Professor of Computer Science at Lyon 1 University
Angela Bonifati is a Professor of Computer Science at Lyon 1 University and at the CNRS Liris research lab, where she leads the Database Group. She is also an Adjunct Professor at the University of Waterloo in Canada and a Senior member of French University Institute (IUF). Her current research interests are on several aspects of data management, including graph databases, knowledge graphs, data integration and data science. She has co-authored several publications in top venues of the data management field, including three Best Paper Awards, two books and an invited paper in ACM Sigmod Record 2018. She is the recipient of the TCDE Impact Award 2023 and a co-recipient of an ACM Research Highlights Award 2023. She was the Program Chair of ACM Sigmod 2022 and she is currently an Associate Editor for the Proceedings of VLDB and for several other journals, including the VLDB Journal, IEEE TKDE and ACM TODS. She is the President of the EDBT Executive Board (2020-2025) and was an interim member of the ACM Sigmod Executive Committee (2022-2023).
Abstract: Towards Quality-driven and AI-assisted Data Science
One of the key processes of data science pipelines is data preparation, which aims at cleaning and curating the data for the subsequent analytical and inference steps. Data preparation deals with the errors and conflicts introduced into the input datasets during data collection and acquisition. These errors, such as violations of business rules, typos, missing values, replicated entries and abnormal features, are of different kinds depending on the nature of the data, ranging from structured data to graph-shaped data and time series. If these errors are kept into the data, they can propagate to the results of data science processes and also hamper their efficiency and trustworthiness.
The talk presents our latest results on enhancing the quality of querying and inference tasks in data science operating on different kinds of heterogeneous data. Among the others, we focus on real-life healthcare applications and provide the domain experts with useful AI-assisted data management techniques that can help them with their diagnoses and analyses. First, inconsistency-aware annotations can quantify the amount of quality for structured data input to analytical processes. These annotations are further exploited during query processing in order to enhance the output of queries with inconsistency degrees. Second, feature-based similarities among time series corresponding to patients’ signals help to better identify groups of patients and to assess their risks for a particular disease. Third, violations of graph constraints can be addressed by human-guided feedback and lead to better accuracy of the repairing algorithms for graph-shaped data.

### Task statement
Echo the portion of the talk abstract starting with "Abstract: Towards Quality-driven" and going on through "efficiency and trustworthiness.", keeping every word unchanged.

### Information supplied
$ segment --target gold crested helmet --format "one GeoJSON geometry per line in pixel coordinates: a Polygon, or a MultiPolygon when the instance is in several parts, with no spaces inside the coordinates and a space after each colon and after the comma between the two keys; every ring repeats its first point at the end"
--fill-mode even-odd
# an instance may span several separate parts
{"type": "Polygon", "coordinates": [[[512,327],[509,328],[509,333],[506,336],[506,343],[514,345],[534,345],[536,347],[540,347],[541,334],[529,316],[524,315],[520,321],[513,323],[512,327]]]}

### Task result
Abstract: Towards Quality-driven and AI-assisted Data Science
One of the key processes of data science pipelines is data preparation, which aims at cleaning and curating the data for the subsequent analytical and inference steps. Data preparation deals with the errors and conflicts introduced into the input datasets during data collection and acquisition. These errors, such as violations of business rules, typos, missing values, replicated entries and abnormal features, are of different kinds depending on the nature of the data, ranging from structured data to graph-shaped data and time series. If these errors are kept into the data, they can propagate to the results of data science processes and also hamper their efficiency and trustworthiness.